● **ASSIGNMENT**:
Repeat the material exactly from its first line to the line that includes "Target: knee sock". Skip pictures.

● **DATA UNDER STUDY**:
--
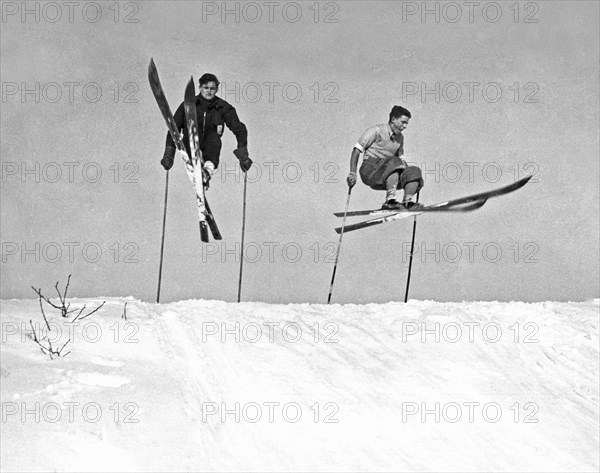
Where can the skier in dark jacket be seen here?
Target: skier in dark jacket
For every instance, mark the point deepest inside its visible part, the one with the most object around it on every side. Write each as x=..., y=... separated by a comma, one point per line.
x=212, y=112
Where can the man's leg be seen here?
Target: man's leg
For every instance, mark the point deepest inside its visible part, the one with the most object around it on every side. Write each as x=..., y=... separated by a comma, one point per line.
x=391, y=184
x=411, y=180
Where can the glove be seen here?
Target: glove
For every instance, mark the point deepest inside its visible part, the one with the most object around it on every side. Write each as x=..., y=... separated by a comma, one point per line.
x=351, y=180
x=167, y=162
x=243, y=157
x=404, y=163
x=181, y=154
x=208, y=172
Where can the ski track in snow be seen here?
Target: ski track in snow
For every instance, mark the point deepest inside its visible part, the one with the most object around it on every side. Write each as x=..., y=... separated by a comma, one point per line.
x=164, y=370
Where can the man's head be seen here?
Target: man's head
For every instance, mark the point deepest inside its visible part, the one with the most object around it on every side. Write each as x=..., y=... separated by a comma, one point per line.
x=399, y=117
x=209, y=85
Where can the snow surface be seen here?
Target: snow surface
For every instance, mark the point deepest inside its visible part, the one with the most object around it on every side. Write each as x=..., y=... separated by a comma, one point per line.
x=505, y=387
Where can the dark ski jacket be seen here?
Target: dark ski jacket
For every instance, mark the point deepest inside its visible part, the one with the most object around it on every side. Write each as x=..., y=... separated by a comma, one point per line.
x=212, y=115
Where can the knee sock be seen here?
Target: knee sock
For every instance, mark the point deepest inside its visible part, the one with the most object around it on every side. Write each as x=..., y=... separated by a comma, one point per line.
x=391, y=183
x=410, y=189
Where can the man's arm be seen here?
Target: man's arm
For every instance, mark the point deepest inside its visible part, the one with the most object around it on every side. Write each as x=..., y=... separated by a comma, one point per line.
x=366, y=140
x=237, y=127
x=241, y=135
x=351, y=179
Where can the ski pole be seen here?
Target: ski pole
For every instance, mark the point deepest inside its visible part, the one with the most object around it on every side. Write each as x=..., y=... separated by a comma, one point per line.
x=162, y=243
x=412, y=247
x=337, y=255
x=243, y=234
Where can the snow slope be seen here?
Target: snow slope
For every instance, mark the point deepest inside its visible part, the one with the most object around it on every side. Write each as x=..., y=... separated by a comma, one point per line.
x=214, y=386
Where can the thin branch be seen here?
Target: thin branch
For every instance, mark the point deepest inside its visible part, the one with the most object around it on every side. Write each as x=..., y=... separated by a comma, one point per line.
x=85, y=316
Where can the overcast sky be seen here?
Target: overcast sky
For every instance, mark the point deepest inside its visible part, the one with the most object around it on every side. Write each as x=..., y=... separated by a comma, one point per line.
x=497, y=91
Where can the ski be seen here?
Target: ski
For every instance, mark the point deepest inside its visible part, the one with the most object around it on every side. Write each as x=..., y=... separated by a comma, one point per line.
x=163, y=105
x=443, y=206
x=402, y=214
x=212, y=224
x=204, y=213
x=189, y=104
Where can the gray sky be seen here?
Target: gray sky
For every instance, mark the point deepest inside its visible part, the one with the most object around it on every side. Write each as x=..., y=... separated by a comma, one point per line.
x=497, y=91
--
● **RESULT OF THIS EXERCISE**:
Where can the skier in dark jacket be seen here?
Target: skier in dark jacket
For every instance, mark the point deepest inside its visible part, the one with the most object around it on every side. Write each as x=..., y=... separated by a comma, one point per line.
x=212, y=112
Where can the man's leg be seen here?
Target: man's leg
For every instance, mark the point deepest inside its visible part, the one with the most object around it on every side. Write each as x=..., y=... separated by a comma, one point per line.
x=391, y=184
x=411, y=180
Where can the glove be seen here?
Target: glove
For every instance, mark the point deepest inside its visible part, the one with the most object around it on every side. Write each as x=..., y=... separated by a comma, one point per line.
x=351, y=180
x=167, y=162
x=243, y=157
x=404, y=163
x=181, y=154
x=208, y=172
Where can the ski track in snow be seen here?
Target: ski track in snow
For every instance, mark the point deepest inside its visible part, the one with the most object around it on every side. Write each as x=..., y=... separated by a comma, one point per line.
x=164, y=370
Where can the man's head be seen here?
Target: man's head
For every instance, mark the point deepest inside its visible part, the one with the most object around it on every side. Write each as x=..., y=... separated by a comma, one point per line.
x=399, y=117
x=209, y=85
Where can the snow surface be seen here?
Target: snow surface
For every instance, mark the point deepest inside its visible part, the one with the most object around it on every side. Write each as x=..., y=... separated by a comma, one point per line.
x=505, y=387
Where can the dark ski jacket be seen here?
Target: dark ski jacket
For every instance, mark the point deepest inside its visible part, the one with the most object around it on every side. Write each as x=..., y=... separated by a comma, one point per line.
x=212, y=115
Where can the knee sock be seen here?
Target: knee sock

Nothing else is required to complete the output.